**THE REQUEST**. Please locate each line in the records below that contains the string "window" and copy it out. Case counts.

**DATA FOR THIS TASK**.
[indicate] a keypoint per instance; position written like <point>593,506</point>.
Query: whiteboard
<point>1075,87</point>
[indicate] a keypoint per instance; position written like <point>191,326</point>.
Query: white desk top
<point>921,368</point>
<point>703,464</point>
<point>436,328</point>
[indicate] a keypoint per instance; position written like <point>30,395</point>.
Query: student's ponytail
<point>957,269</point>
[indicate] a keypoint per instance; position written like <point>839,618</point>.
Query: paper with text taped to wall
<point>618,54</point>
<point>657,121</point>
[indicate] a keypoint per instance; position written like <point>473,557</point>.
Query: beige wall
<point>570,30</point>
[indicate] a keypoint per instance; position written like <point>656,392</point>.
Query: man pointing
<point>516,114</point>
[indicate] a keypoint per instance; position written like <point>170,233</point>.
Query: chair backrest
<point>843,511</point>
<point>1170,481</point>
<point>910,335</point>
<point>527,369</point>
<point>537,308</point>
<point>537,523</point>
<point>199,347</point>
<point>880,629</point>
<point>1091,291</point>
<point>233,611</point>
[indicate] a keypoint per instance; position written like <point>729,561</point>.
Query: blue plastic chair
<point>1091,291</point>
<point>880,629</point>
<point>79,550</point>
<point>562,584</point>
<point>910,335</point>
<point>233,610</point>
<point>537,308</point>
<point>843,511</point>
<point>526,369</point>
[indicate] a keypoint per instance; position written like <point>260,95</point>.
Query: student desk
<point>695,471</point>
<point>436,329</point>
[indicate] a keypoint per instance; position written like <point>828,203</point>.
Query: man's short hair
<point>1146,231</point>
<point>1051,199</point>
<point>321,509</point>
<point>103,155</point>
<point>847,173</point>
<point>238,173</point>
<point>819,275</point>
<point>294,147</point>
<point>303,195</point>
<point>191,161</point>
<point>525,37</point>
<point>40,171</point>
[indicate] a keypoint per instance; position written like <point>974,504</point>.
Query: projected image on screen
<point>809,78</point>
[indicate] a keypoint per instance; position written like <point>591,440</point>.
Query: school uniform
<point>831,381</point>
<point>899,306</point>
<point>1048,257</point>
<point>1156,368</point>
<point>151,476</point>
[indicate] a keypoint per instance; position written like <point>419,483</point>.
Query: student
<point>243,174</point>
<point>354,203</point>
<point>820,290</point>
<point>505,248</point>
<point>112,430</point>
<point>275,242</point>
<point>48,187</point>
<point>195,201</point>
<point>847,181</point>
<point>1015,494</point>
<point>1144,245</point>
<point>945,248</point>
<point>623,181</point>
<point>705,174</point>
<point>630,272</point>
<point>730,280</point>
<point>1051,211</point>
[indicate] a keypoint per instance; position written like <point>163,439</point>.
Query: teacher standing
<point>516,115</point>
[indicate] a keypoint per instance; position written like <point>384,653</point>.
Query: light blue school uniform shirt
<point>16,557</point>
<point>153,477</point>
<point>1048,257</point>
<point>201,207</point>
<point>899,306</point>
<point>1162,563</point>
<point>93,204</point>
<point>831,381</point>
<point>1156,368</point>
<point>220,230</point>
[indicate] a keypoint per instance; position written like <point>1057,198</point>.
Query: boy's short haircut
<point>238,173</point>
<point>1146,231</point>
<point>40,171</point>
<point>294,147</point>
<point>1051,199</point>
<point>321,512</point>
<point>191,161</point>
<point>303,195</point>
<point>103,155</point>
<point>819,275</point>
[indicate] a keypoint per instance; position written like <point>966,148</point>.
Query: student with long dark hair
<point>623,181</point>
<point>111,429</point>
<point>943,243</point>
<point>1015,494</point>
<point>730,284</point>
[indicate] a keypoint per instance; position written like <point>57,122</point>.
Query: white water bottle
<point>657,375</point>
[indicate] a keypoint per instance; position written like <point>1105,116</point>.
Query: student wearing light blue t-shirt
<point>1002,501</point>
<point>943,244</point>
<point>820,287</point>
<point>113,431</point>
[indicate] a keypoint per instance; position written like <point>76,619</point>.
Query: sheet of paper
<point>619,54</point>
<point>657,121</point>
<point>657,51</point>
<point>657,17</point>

---

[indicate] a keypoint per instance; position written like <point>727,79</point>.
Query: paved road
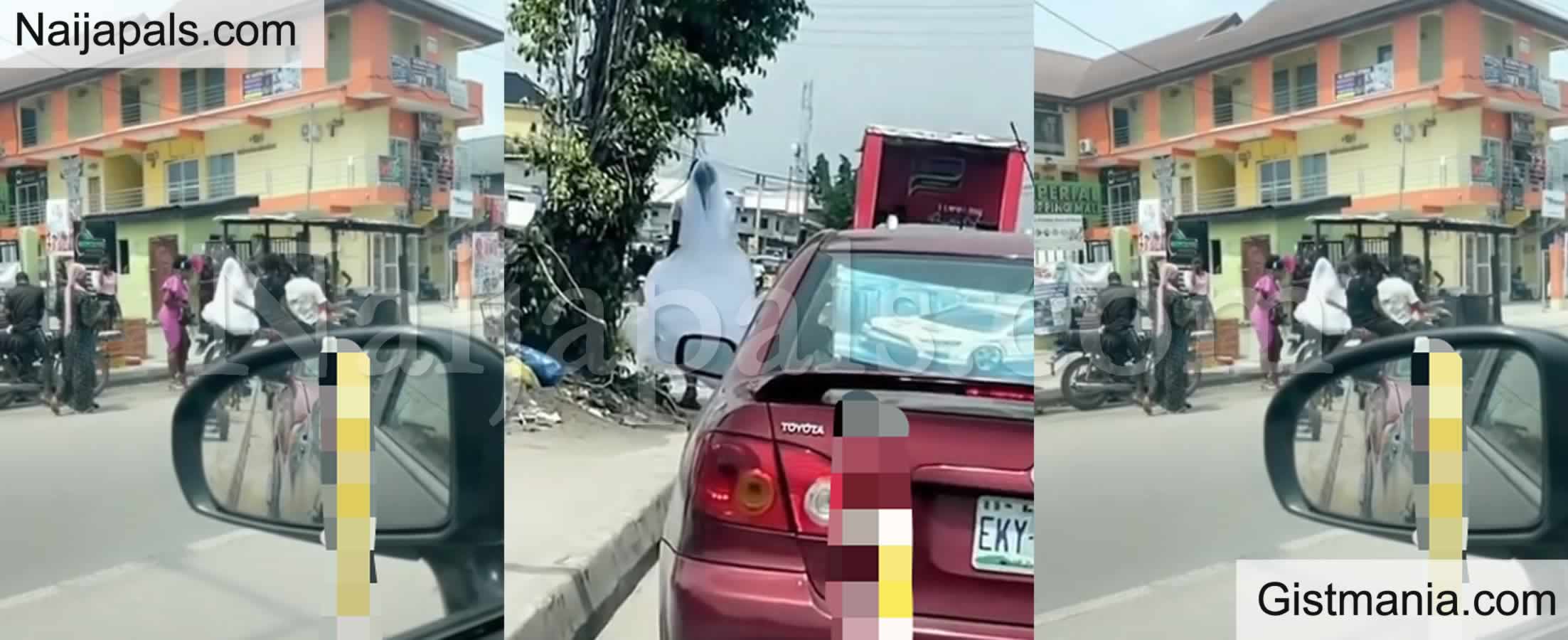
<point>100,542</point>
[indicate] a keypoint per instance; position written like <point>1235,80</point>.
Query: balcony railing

...

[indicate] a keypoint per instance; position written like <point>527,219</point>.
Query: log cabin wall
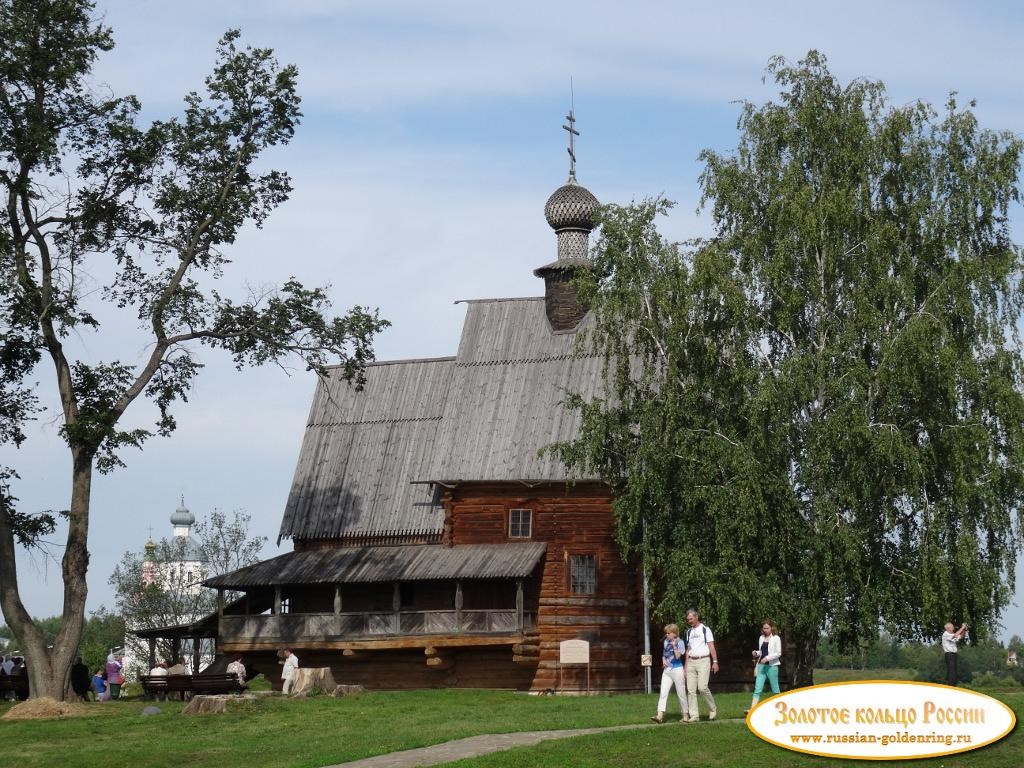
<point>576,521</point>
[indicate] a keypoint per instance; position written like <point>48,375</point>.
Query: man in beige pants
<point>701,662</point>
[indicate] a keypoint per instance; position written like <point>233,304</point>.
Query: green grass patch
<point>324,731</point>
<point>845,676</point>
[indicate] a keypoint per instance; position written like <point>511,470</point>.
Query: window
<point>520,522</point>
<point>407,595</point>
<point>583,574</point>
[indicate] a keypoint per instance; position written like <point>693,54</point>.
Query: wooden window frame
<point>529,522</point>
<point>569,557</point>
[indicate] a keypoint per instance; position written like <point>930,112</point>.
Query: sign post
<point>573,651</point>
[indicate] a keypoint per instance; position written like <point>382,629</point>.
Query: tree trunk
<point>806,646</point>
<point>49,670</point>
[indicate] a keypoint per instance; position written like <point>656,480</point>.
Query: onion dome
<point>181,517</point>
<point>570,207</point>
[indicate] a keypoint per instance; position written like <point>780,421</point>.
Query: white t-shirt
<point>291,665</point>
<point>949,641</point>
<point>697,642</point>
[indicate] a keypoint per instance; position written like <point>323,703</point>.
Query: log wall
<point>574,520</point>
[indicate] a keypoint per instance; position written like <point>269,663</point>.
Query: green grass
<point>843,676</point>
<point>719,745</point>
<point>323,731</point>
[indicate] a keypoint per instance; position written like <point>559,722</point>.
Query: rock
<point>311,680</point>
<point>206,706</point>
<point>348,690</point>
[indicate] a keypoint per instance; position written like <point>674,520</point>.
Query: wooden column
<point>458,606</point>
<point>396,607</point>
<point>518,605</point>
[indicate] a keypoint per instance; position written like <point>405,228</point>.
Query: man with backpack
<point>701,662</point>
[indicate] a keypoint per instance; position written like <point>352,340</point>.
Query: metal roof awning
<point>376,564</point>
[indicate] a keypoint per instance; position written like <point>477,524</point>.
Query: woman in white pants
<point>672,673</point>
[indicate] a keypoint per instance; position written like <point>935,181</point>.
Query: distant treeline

**EXERCISE SOLUTION**.
Query: window
Query: wooden window frame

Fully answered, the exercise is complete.